§ **Text shown**:

=== Section Start ===

Sunday, January 27, 2008

ALBERTA: Alberta Law Gives Power to Adoptive Parents


The Edmonton Journal
January 27, 2008


Alberta law gives power to adoptive parents

It may be the only case among developed countries.
An unidentified Alberta family has won a ministerial order to keep its adoptee, an adult, in the dark about his or her adoption.

"Alberta has one feature in its adoption law which is different than any other law that I'm aware of in the western world," Dr. Michael Grand, a prominent adoption researcher, said in an interview from the University of Guelph, Ont.

That feature is in a section of the Child, Youth and Family Enhancement Act that lets adoptive families apply for a veto so biological parents can't see the adoptees' files. The veto can be used if the adoptive parents have not told their adoptees they are adopted, and where enlightening them "would be extremely detrimental to the adopted person."

The government has granted just one veto for an adoptive family, Children's Services spokeswoman Cathy Ducharme said.

Grand, a clinical psychologist who was co-director of a national study of adoption policies, said the provision is wrong-headed, particularly because it is aimed at adoptees who are now adults and who should be allowed to find out about their origins. Adoption records are closed until adoptees reach adulthood.

"Alberta has something unique that nobody else would even contemplate putting in," he said. "Why such a bizarre provision that doesn't appear anywhere else in the western world?"

He said he is familiar with adoption policies internationally, and has yet to come across anything like it.

Alberta opened its records to adult adoptees and their birth parents in 2004 so they can learn about each other and possibly reunite. As with other jurisdictions that have taken such a step, the province provided that it can veto access to the records, on request from the adoptees or birth parents.

British Columbia, Newfoundland and the Northwest Territories have also opened their records to birth parents and adoptees, and Ontario is developing similar legislation. None of them have taken Alberta's step of granting veto rights to adoptive parents, and no other province has such a veto provision.

"It was put in place to respond to public concerns," said Cathy Ducharme, spokeswoman for Children's Services. "When these types of vetoes are granted by the minister, there needs to be a lot of evidence that it would be in the best interest of the adoptee not to have this information released."

When the government introduced the veto provision, it suggested adoptive parents might use it where adoptees were conceived through incest or rape. Grand said such adoptees in Ontario have demanded to see their files. In Alberta, while there has been just one veto granted for adoptive parents, there have been 3,000 vetoes for birth parents and adoptees since the adoption reforms took effect.

=== Section End ===

§ **Extracted records**:
=== Section Start ===

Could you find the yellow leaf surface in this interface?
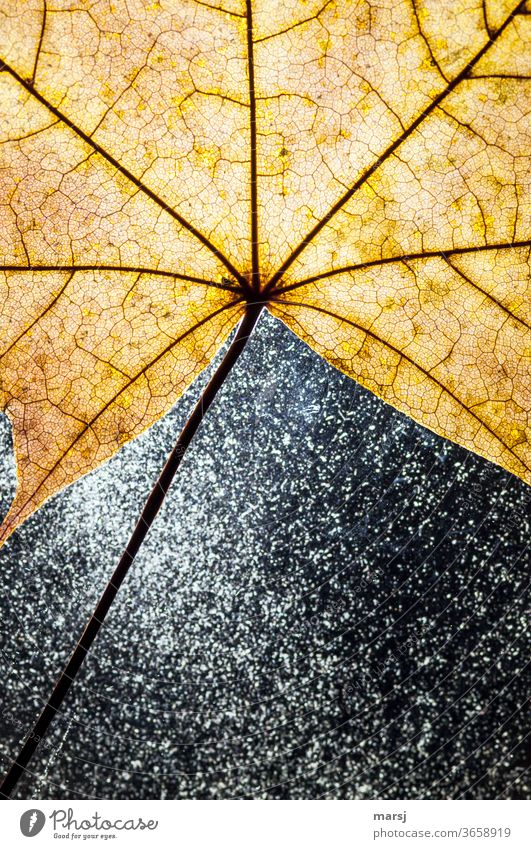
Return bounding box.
[0,0,531,539]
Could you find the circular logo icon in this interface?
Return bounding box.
[20,808,46,837]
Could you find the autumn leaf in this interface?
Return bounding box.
[0,0,531,539]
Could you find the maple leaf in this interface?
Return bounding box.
[0,0,531,539]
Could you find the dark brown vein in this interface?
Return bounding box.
[246,0,260,292]
[443,256,531,330]
[0,57,247,287]
[0,265,241,293]
[265,3,523,292]
[254,0,332,44]
[0,270,75,360]
[275,239,531,295]
[5,298,242,522]
[275,301,526,468]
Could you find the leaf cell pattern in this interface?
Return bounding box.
[0,0,531,538]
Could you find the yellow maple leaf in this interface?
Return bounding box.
[0,0,531,539]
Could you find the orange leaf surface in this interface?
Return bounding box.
[0,0,531,539]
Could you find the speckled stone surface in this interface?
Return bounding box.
[0,317,531,799]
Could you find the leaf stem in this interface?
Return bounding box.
[0,303,264,799]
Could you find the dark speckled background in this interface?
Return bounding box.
[0,317,531,799]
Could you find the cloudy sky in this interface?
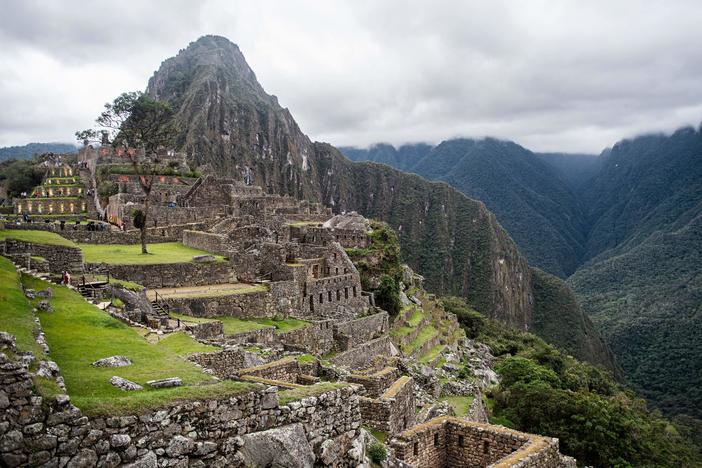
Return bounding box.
[0,0,702,152]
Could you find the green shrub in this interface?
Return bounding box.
[132,210,146,229]
[366,442,388,463]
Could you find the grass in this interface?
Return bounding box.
[171,312,309,335]
[407,309,424,328]
[419,345,446,364]
[0,229,78,247]
[439,395,474,418]
[0,257,44,358]
[22,275,254,416]
[297,354,317,365]
[79,242,224,265]
[156,332,219,356]
[147,283,268,299]
[278,382,348,406]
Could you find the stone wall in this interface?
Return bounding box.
[2,238,83,275]
[186,320,224,340]
[334,311,388,351]
[188,348,265,379]
[278,320,334,355]
[237,356,302,383]
[346,367,400,398]
[0,354,363,468]
[85,261,236,288]
[301,272,369,319]
[390,416,561,468]
[331,335,398,369]
[359,376,416,435]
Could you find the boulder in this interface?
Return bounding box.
[146,377,183,388]
[193,255,215,263]
[92,356,132,367]
[0,332,16,352]
[239,423,314,468]
[110,375,144,392]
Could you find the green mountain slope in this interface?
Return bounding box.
[343,138,586,278]
[0,143,78,162]
[147,36,615,369]
[568,128,702,418]
[346,128,702,417]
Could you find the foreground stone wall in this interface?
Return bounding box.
[390,416,561,468]
[359,376,416,435]
[0,346,363,468]
[2,239,83,275]
[346,367,400,398]
[85,261,236,288]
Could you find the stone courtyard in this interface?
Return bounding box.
[0,147,575,468]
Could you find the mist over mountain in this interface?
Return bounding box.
[343,127,702,417]
[147,36,617,372]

=== Section End ===

Can you give everything in the Alberta adoption article from "Grand, a clinical" down to "or birth parents." again, changing "adoptees" to "adopted people"?

Grand, a clinical psychologist who was co-director of a national study of adoption policies, said the provision is wrong-headed, particularly because it is aimed at adopted people who are now adults and who should be allowed to find out about their origins. Adoption records are closed until adopted people reach adulthood.

"Alberta has something unique that nobody else would even contemplate putting in," he said. "Why such a bizarre provision that doesn't appear anywhere else in the western world?"

He said he is familiar with adoption policies internationally, and has yet to come across anything like it.

Alberta opened its records to adult adopted people and their birth parents in 2004 so they can learn about each other and possibly reunite. As with other jurisdictions that have taken such a step, the province provided that it can veto access to the records, on request from the adopted people or birth parents.